▸ **What you are asked to do**
Copy every line below where the string "pink" is found.
<<<<
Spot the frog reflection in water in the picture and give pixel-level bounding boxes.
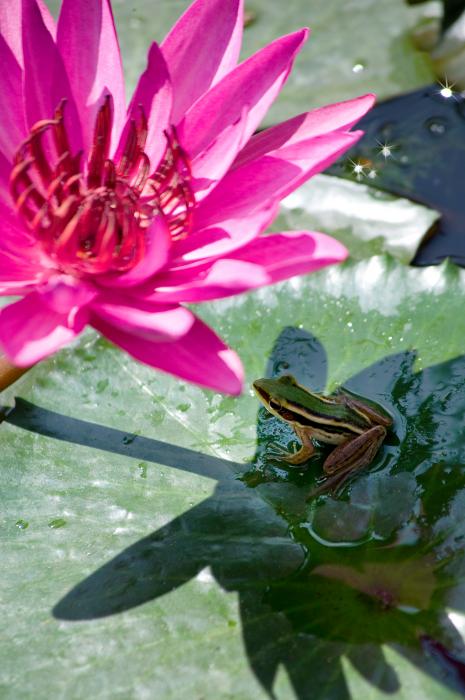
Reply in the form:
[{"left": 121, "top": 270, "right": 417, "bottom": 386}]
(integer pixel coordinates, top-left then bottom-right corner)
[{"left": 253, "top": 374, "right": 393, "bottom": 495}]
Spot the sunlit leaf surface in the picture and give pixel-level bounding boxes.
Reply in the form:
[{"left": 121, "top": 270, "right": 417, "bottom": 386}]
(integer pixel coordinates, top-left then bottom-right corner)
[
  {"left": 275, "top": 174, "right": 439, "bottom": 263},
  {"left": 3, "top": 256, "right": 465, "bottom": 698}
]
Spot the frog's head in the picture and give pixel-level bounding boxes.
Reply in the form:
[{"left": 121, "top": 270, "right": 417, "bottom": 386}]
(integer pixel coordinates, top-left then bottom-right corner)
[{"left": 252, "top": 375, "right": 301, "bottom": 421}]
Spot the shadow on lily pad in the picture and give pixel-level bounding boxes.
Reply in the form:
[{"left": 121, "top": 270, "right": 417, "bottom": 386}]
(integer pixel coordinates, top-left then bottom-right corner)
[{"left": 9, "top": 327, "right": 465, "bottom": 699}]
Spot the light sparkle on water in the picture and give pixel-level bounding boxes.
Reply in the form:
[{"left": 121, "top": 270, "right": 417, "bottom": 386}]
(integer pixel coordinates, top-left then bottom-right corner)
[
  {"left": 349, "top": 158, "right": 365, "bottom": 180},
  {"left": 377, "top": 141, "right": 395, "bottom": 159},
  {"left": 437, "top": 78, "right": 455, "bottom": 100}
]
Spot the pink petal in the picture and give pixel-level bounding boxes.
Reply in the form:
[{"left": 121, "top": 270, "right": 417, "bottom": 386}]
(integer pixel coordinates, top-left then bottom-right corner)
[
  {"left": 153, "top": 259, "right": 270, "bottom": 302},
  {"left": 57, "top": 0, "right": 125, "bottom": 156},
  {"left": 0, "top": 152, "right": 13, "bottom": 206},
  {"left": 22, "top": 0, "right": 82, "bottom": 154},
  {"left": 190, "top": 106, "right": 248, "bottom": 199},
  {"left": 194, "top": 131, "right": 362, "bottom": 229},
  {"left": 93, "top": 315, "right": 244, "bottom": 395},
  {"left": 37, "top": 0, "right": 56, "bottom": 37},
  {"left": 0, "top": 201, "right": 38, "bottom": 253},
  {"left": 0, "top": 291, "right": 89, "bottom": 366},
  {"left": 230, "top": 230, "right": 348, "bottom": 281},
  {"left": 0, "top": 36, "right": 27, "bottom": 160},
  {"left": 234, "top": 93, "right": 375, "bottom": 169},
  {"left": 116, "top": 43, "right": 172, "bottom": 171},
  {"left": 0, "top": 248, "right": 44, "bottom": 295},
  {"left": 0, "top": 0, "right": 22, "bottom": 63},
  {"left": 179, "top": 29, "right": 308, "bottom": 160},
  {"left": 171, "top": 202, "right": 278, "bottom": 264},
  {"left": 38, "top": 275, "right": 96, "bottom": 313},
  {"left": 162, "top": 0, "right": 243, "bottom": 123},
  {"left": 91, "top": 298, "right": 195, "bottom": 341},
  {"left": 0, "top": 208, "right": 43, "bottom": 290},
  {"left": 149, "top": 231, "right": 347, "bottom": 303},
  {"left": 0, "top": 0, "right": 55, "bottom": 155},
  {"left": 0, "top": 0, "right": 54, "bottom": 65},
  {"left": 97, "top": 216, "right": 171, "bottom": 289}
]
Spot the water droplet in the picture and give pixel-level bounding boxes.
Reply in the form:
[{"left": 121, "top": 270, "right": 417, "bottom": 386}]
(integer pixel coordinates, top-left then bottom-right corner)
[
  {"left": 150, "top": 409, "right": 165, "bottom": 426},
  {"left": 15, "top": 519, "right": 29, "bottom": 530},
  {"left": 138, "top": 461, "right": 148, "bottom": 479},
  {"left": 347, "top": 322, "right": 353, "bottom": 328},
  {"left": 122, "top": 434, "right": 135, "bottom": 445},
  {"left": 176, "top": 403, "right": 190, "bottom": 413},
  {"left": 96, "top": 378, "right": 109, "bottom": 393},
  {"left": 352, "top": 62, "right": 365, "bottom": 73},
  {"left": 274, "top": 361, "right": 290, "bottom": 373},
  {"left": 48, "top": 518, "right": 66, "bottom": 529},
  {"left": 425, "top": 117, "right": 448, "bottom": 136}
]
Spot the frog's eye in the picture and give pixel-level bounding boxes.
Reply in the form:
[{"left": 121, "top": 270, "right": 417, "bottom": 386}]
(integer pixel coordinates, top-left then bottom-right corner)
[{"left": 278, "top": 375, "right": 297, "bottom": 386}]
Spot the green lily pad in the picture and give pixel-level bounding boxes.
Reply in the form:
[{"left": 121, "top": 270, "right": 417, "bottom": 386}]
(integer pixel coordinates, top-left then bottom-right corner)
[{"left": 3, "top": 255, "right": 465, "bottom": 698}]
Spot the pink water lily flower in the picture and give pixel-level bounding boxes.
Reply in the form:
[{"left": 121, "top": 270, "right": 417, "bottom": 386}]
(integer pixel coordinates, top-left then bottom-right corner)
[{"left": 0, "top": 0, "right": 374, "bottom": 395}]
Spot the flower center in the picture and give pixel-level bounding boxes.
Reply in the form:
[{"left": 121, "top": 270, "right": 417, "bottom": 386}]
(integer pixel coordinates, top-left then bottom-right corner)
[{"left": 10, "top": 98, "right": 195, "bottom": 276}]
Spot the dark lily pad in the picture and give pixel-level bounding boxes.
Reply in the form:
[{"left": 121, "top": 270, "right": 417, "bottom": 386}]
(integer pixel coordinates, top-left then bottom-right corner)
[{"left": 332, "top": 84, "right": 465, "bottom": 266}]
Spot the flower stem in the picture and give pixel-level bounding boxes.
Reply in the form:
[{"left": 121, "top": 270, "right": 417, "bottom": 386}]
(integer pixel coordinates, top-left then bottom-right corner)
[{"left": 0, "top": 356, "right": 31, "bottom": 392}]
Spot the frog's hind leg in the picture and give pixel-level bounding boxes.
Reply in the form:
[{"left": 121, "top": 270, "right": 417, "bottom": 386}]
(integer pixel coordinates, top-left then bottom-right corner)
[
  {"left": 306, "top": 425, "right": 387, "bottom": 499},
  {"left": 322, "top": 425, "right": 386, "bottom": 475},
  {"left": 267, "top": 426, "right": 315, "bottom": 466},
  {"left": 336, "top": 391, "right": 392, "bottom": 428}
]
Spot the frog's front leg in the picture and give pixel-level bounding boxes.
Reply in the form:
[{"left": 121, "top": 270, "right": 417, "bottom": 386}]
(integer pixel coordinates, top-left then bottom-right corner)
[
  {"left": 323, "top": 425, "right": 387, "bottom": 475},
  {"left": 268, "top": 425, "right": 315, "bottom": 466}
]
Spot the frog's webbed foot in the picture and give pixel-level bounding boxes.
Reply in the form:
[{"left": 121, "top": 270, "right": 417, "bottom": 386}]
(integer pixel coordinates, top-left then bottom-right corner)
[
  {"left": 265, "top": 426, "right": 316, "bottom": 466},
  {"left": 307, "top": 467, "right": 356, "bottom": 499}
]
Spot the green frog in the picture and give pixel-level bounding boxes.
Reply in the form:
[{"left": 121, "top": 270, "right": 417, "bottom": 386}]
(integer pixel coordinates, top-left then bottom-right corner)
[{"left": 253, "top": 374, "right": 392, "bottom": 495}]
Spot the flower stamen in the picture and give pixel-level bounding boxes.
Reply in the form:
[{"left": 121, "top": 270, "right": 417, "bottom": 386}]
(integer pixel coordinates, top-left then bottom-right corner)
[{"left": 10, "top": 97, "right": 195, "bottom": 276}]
>>>>
<<<<
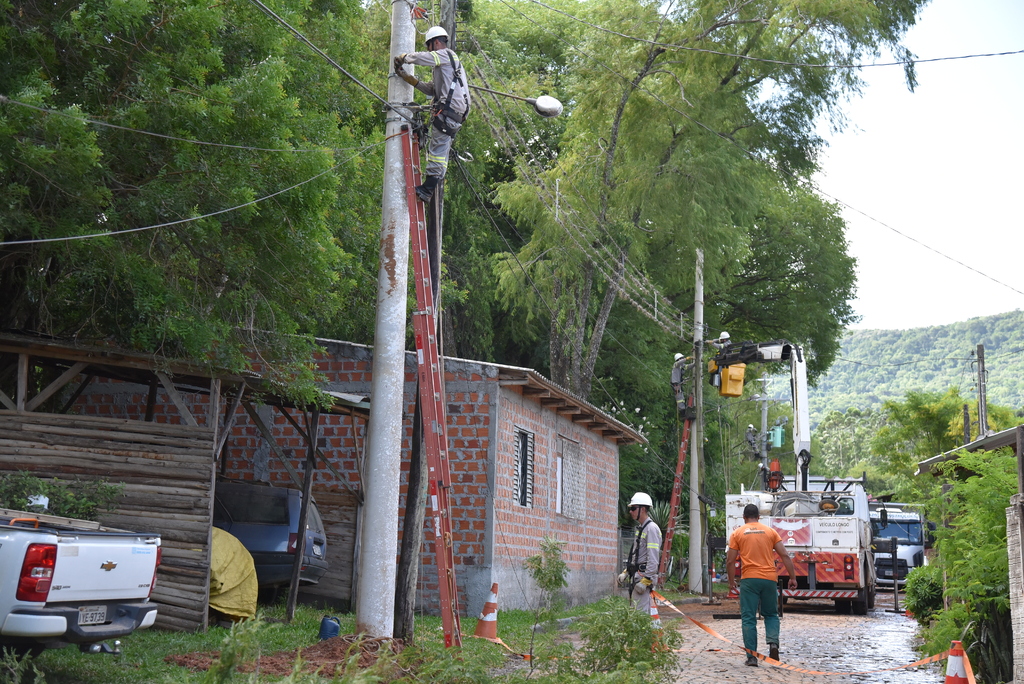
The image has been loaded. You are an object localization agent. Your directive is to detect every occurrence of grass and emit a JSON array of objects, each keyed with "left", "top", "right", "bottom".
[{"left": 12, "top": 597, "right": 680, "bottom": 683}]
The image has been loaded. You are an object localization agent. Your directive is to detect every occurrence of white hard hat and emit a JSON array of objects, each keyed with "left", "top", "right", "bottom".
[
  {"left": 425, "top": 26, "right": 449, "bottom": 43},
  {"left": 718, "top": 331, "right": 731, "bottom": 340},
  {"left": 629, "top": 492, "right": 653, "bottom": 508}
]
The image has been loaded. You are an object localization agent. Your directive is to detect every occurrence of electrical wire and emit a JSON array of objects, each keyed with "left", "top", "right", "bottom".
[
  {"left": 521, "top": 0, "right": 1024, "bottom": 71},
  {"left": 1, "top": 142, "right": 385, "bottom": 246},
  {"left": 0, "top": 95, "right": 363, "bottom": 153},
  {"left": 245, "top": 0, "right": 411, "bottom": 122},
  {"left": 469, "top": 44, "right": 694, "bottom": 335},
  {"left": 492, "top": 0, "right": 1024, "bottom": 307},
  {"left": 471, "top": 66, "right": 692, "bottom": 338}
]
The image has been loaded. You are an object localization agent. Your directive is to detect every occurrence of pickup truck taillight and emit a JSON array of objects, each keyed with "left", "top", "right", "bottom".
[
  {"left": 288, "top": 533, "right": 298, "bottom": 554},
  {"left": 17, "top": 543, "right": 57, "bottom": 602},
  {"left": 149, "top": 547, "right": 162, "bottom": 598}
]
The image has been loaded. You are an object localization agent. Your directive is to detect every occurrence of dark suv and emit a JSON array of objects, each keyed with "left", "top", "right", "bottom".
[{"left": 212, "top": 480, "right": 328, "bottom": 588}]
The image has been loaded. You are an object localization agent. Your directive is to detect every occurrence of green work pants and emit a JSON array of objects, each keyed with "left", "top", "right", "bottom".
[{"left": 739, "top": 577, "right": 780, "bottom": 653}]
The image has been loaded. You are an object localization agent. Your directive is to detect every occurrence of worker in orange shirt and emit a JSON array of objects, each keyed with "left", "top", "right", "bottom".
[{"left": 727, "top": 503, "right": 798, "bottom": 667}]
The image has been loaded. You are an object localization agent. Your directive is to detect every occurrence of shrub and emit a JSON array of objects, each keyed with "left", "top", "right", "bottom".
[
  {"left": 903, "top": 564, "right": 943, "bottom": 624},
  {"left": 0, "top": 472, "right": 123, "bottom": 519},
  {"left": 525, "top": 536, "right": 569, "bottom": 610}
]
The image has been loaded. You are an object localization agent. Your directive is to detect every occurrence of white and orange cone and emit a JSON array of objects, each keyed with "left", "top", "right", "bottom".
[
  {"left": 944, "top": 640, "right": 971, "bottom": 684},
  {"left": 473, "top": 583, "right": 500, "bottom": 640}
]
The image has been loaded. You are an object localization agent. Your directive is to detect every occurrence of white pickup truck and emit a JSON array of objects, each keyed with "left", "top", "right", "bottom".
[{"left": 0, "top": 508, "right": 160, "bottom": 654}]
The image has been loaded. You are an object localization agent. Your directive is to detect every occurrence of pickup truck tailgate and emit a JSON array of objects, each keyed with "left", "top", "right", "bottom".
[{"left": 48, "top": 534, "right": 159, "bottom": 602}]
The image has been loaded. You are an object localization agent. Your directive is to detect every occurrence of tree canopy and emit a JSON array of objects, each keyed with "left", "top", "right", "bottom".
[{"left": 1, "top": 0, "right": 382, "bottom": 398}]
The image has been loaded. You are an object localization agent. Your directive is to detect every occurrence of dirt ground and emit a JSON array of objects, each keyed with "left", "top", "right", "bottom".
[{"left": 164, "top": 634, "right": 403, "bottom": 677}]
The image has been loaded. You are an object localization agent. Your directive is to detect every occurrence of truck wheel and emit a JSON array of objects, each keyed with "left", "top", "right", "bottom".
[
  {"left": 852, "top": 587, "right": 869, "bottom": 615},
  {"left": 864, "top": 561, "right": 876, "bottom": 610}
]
>>>>
<<<<
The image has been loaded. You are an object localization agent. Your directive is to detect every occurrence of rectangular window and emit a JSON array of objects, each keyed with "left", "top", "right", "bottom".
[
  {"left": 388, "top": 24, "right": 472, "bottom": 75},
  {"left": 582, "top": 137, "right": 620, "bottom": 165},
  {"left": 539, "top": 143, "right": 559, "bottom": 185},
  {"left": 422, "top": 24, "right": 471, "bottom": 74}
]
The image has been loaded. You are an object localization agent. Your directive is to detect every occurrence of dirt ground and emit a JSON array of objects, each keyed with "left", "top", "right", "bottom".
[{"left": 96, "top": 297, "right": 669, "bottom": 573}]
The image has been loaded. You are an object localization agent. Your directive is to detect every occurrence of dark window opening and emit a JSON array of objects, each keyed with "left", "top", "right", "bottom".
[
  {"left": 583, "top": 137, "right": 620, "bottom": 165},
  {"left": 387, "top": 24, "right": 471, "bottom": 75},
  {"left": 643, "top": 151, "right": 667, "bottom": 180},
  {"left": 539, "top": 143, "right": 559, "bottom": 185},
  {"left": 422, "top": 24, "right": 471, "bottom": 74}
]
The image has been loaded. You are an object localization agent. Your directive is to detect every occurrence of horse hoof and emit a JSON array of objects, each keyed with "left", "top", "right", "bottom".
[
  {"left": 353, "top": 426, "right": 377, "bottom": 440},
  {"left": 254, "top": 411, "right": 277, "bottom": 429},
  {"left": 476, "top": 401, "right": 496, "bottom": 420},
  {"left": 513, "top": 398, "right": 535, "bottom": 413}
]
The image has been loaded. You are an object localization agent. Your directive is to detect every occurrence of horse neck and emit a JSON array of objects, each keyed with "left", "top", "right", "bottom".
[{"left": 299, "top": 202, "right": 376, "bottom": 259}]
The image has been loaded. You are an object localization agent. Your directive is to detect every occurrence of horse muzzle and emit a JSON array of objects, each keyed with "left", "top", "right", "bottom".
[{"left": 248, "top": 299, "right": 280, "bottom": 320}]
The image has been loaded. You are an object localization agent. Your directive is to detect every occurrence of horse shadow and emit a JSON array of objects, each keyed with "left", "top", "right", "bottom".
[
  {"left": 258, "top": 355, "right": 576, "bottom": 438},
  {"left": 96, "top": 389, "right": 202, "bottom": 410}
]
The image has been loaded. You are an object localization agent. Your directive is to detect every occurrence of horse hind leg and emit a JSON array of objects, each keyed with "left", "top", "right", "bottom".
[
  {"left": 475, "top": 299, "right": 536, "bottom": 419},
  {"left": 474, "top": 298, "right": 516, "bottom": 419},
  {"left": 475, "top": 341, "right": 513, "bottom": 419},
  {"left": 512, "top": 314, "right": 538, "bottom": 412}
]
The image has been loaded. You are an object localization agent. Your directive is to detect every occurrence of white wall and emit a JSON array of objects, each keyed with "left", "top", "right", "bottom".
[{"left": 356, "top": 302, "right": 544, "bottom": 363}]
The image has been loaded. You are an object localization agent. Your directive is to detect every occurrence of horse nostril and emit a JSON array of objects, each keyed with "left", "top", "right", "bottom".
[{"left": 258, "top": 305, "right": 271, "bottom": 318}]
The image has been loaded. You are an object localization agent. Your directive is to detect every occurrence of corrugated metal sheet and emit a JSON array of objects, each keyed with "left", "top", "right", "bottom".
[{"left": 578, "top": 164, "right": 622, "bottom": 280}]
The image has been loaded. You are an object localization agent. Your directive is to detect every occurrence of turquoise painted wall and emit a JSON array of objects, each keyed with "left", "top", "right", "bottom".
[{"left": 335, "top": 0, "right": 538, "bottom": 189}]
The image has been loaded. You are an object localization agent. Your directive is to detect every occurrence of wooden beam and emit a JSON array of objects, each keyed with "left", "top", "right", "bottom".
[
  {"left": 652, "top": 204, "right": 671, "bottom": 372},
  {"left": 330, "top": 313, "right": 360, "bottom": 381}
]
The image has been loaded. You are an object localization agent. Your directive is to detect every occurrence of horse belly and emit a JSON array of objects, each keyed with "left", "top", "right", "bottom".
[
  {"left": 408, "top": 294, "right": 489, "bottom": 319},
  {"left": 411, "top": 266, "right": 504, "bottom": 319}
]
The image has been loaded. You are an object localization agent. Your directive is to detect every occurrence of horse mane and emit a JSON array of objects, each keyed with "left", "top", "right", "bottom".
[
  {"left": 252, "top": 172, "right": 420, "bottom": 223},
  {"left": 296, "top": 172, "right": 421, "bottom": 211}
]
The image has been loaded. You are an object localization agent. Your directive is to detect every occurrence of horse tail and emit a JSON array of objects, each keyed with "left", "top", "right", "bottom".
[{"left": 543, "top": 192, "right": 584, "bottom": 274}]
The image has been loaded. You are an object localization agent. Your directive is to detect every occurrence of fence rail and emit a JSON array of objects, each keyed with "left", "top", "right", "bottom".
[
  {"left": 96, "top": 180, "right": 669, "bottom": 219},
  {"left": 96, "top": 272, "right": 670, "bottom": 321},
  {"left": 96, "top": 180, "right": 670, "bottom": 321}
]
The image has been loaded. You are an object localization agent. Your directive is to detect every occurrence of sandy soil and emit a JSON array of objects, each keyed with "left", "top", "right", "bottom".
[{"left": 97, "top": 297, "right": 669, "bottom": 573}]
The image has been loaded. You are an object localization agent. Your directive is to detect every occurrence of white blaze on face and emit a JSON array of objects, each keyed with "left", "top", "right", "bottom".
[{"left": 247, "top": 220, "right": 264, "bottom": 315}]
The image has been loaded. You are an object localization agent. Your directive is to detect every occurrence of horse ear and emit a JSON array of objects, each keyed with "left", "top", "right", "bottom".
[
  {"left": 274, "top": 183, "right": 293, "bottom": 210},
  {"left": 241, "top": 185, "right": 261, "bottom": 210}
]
>>>>
▸ **Your solution**
Spot the pink petal in the picture and give pixel-level bounding boxes.
Spot the pink water lily flower in the picture and give pixel-level bounding boxes.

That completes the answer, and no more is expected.